* [Supplied material]:

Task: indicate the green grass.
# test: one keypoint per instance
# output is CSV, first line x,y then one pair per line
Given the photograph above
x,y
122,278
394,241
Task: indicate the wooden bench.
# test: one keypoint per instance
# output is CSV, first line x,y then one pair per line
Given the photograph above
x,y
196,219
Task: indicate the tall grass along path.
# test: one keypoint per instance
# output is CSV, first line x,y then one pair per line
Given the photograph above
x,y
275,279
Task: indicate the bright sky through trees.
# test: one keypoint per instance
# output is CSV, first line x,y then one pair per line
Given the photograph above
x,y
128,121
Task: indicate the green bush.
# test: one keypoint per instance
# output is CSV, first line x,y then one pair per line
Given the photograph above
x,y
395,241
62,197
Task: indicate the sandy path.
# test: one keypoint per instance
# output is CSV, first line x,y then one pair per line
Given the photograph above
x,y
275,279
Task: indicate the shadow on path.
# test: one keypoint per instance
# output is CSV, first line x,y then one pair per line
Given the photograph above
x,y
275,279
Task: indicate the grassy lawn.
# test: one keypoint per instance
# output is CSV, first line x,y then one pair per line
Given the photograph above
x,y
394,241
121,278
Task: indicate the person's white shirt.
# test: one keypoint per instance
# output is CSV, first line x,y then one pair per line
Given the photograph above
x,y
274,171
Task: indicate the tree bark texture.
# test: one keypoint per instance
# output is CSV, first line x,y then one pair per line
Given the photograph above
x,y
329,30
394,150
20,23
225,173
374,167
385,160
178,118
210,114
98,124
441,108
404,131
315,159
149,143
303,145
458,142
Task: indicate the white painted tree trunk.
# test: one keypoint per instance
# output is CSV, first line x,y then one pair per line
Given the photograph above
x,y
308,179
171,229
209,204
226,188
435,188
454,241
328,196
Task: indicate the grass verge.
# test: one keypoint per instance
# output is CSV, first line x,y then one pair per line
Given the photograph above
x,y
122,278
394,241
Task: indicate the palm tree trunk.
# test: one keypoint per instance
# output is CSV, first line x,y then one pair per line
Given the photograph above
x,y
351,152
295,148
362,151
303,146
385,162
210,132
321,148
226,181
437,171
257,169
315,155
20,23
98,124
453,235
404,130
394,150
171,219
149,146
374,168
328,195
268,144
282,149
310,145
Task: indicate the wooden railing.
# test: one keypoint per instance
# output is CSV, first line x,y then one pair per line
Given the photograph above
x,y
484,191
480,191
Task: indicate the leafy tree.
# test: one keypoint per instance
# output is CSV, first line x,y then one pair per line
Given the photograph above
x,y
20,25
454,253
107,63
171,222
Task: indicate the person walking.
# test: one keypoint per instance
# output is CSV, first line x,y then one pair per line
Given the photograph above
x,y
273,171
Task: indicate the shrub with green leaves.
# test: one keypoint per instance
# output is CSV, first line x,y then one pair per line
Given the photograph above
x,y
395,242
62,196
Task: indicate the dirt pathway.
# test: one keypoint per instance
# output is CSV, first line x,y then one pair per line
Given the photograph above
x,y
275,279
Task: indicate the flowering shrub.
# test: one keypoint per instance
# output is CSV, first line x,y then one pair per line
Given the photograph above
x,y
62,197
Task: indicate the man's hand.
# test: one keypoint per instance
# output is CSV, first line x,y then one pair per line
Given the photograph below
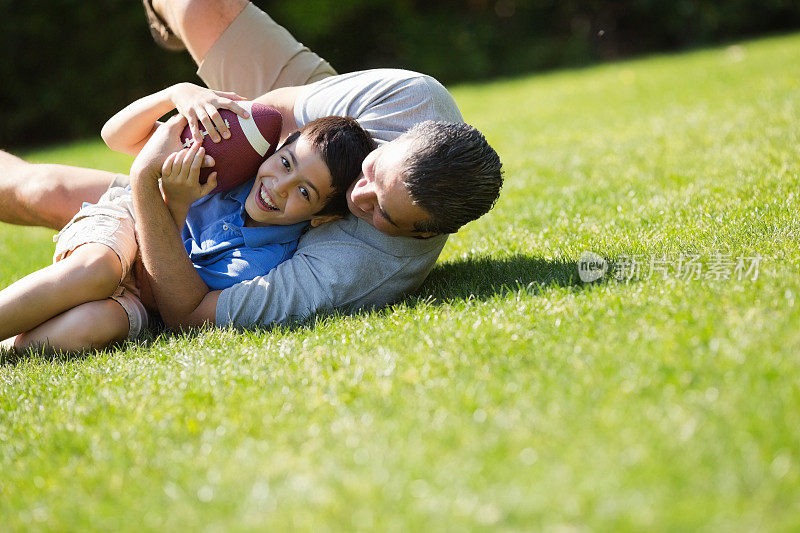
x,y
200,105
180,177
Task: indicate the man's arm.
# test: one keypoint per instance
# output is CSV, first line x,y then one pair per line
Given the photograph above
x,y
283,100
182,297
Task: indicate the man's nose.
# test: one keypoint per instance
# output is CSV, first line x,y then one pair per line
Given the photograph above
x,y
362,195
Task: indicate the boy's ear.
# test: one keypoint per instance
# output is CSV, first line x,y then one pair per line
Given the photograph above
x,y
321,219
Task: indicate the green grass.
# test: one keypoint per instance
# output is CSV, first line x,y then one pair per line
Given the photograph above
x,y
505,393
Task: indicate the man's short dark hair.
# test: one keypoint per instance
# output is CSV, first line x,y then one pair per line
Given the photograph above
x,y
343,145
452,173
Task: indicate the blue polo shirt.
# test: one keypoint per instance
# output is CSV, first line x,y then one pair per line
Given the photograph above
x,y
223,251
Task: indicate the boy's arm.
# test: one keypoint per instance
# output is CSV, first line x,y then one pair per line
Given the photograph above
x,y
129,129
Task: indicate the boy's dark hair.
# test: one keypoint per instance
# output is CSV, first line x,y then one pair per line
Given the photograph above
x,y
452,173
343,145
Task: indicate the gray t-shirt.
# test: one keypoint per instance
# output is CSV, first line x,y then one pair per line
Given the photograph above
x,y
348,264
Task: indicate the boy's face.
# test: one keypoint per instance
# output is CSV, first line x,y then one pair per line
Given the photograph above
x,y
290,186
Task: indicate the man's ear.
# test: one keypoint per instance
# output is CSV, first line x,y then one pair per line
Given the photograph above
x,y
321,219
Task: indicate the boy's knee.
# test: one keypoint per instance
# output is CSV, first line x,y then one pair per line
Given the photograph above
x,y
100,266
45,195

...

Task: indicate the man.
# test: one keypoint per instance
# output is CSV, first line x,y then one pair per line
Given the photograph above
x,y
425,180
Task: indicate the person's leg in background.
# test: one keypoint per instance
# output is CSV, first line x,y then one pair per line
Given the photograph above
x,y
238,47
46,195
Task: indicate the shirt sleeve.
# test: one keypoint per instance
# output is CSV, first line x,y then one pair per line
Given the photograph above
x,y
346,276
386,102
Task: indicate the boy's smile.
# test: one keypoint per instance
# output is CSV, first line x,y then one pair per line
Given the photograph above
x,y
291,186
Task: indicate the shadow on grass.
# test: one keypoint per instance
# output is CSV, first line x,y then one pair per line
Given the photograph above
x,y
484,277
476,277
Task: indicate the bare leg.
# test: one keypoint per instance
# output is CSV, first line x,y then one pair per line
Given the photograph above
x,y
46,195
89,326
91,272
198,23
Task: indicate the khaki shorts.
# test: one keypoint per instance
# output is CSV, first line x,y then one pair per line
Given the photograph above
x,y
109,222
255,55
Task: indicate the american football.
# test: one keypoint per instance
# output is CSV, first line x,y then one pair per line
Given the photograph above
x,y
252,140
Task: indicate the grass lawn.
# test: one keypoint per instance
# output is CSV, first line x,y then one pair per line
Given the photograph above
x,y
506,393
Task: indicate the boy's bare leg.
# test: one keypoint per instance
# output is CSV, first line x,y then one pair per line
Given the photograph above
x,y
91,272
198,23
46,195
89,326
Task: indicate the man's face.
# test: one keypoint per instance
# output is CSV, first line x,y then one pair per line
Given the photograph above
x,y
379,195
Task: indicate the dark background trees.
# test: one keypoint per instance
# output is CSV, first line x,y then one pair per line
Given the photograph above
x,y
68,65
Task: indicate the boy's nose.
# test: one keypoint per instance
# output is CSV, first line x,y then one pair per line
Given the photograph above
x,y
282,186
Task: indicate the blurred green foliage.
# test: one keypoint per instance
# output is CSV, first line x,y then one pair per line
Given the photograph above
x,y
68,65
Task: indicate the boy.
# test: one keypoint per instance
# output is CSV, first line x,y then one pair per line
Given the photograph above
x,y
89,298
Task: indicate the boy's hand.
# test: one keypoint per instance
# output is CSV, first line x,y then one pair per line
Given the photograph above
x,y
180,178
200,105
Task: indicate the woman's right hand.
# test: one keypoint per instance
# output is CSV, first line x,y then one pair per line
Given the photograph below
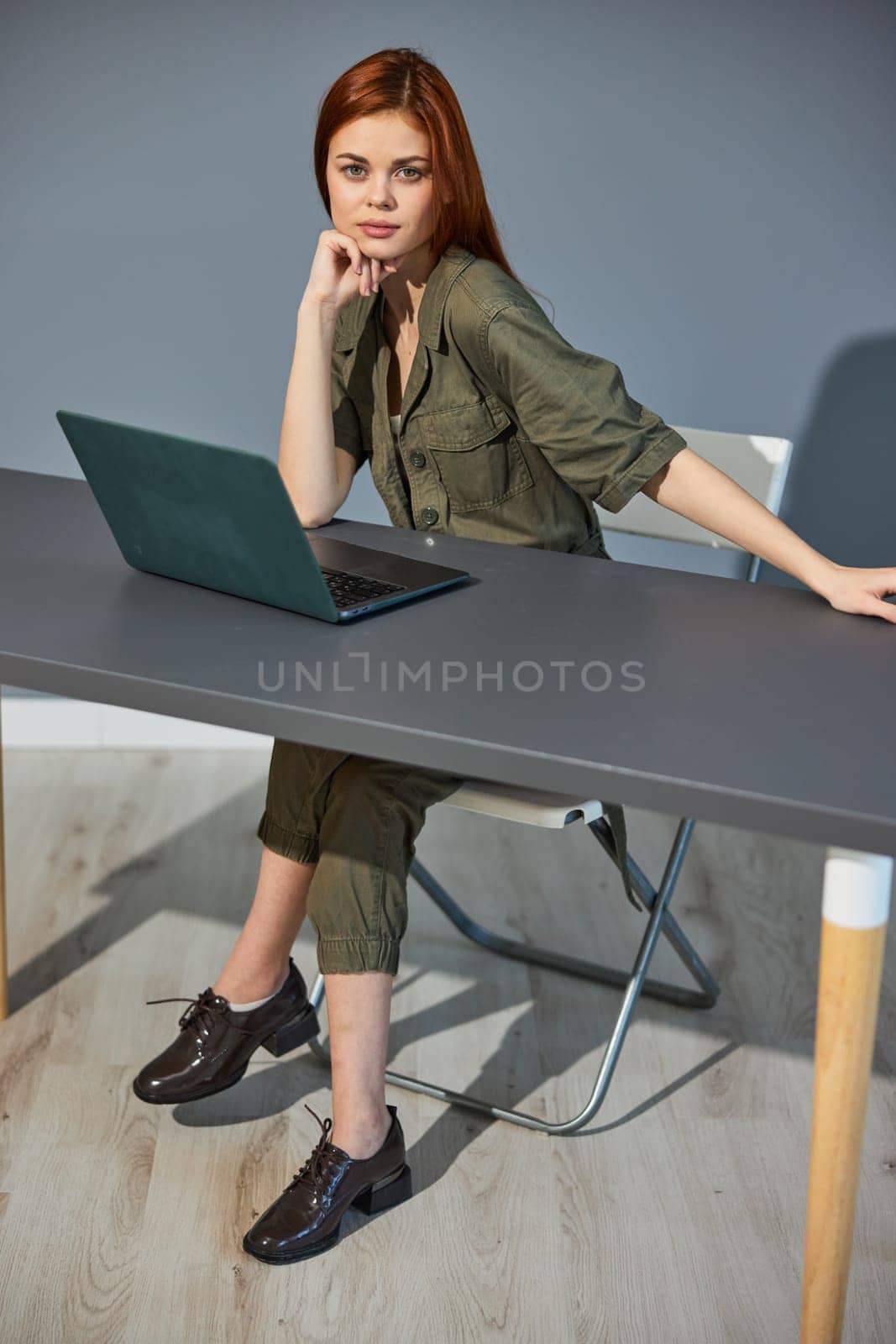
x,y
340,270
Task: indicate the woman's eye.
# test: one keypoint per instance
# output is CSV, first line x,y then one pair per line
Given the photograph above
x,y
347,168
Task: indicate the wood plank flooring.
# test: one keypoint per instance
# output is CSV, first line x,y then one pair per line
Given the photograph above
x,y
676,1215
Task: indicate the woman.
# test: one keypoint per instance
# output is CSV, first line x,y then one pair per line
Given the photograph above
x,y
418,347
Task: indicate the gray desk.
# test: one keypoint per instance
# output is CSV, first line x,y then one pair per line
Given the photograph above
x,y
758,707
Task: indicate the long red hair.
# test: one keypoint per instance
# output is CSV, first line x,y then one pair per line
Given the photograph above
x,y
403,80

* [Your goal]: Return every line of the rows that contains the word "background".

* [Answer in full]:
Task: indicate the person's leg in background.
Task: indicate the dark background trees.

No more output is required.